**TASK DETAILS**
Can you revise the stretch of the interview from "AMY GOODMAN: Some" through "form of torture.", putting "agony" in place of "misery"?
* START ARTICLE *
AMY GOODMAN: Robin McDowell, how did these men get enslaved?

ROBIN McDOWELL: Well, it has a lot to do with poverty. In the case of Myanmar, many of them were recruited during the days of dictatorship. There were no jobs in their villages. And they went to Thailand in search of work, usually with the help of a broker or agent, who would tell them, “OK, there’s a job for you I have. I have something in a plantation or a clothing factory.” Once they got there, once they got to Thailand, they were often tricked, sometimes kidnapped, sometimes drugged and brought to, you know, rooms or buildings, where they would be held until they could get enough fishermen, and then put on those boats. But—

AMY GOODMAN: Is it usually men?

ROBIN McDOWELL: Yes. It’s always men.

AMY GOODMAN: Why?

ROBIN McDOWELL: I think they’re very good—they’re better workers. They’re stronger. It’s a very labor-intensive job. They’re really working 22 hours straight—22 hours a day, sometimes longer, depending on how many—you know, if it’s high season or low season. I think most of them cannot tolerate it. It would be very hard for a woman to, as well.

AMY GOODMAN: And talk about how this investigation unfolded. Had you intended to do this long series on, well, perhaps the fish you buy may have been caught by slaves?

MARTHA MENDOZA: We definitely intended to find men who were captive and track their product back and figure out where it went. But then, once that story broke, the authorities went back to Benjina, and something happened that never happens in journalism: They began freeing these men. Robin was there on that day. And it was—it was like an exodus. It was unbelievable.

AMY GOODMAN: Robin, explain that moment to us. When was it?

ROBIN McDOWELL: Nine days after the story was published, the Indonesian government wanted to go to the island to investigate on their own. And they went, and they brought us with them. And they started interviewing the company site manager, financial chief and others. And, you know, we told—and through a translator, they took aside about 20 Burmese fishermen and started interviewing them and asking them about their experiences at sea. And they were horrified by what they were hearing. Not only were they hearing about abusive captains in the waters, but also beatings when they returned to land. So, because the Thai captains could not actually beat them on Indonesian soil, they would hire someone that they called the enforcer, and they would bring them up and march them to the top of a hill near a flagpole with an Indonesian flag hanging up, handcuff them and beat them until they couldn’t stand anymore, and then, in some cases, put them in a little hut up there for a month or two at a time.

AMY GOODMAN: What would they gain by beating them like this?

ROBIN McDOWELL: Intimidation. In this case, it was often people who they saw as troublemakers, people who were threatening to run away or demanding to come home—to go home.

AMY GOODMAN: Some were whipped by stingrays?

ROBIN McDOWELL: Yes, that’s right.

AMY GOODMAN: Explain.

ROBIN McDOWELL: Well, it was the tail of the stingray, and it gives a little shock. So, not only does it break the skin, it kind of numbs the skin and gives it—it adds to the pain and adds to the misery, basically. It’s a form of torture.

AMY GOODMAN: So, when the men were released, the moment, what was that scene?
* END ARTICLE *
* START DATA SHOWN *
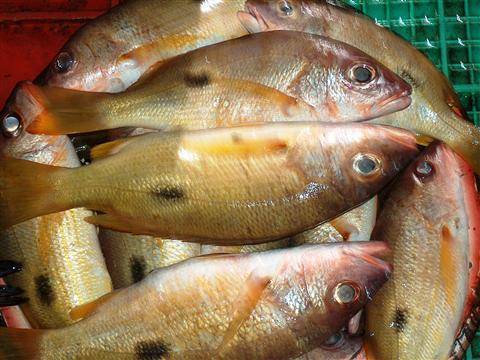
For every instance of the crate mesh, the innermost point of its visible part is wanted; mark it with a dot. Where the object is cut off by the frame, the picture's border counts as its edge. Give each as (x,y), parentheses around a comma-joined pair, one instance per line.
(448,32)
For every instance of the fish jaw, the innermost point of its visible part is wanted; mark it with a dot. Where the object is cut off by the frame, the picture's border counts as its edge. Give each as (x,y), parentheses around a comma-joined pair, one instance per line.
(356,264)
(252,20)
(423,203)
* END DATA SHOWN *
* START DATA SHOWN *
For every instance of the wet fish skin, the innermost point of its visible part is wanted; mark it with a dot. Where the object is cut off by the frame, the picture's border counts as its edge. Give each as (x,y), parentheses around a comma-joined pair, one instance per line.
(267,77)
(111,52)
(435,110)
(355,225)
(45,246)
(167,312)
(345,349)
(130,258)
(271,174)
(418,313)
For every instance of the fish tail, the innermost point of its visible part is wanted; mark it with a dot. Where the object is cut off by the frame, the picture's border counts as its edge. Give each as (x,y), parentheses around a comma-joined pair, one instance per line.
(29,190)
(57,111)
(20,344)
* END DATA SHOWN *
* START DATA SHOWN *
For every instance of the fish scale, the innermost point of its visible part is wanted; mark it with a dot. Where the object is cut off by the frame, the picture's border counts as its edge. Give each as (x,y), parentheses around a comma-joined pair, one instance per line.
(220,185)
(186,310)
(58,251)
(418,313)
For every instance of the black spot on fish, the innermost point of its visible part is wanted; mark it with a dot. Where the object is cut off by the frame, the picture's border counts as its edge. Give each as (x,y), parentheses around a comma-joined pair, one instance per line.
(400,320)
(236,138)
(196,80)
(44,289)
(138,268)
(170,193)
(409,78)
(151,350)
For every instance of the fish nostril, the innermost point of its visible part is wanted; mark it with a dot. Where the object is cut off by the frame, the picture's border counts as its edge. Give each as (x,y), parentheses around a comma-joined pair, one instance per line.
* END DATA SHOWN *
**RESPONSE BELOW**
AMY GOODMAN: Some were whipped by stingrays?

ROBIN McDOWELL: Yes, that’s right.

AMY GOODMAN: Explain.

ROBIN McDOWELL: Well, it was the tail of the stingray, and it gives a little shock. So, not only does it break the skin, it kind of numbs the skin and gives it—it adds to the pain and adds to the agony, basically. It’s a form of torture.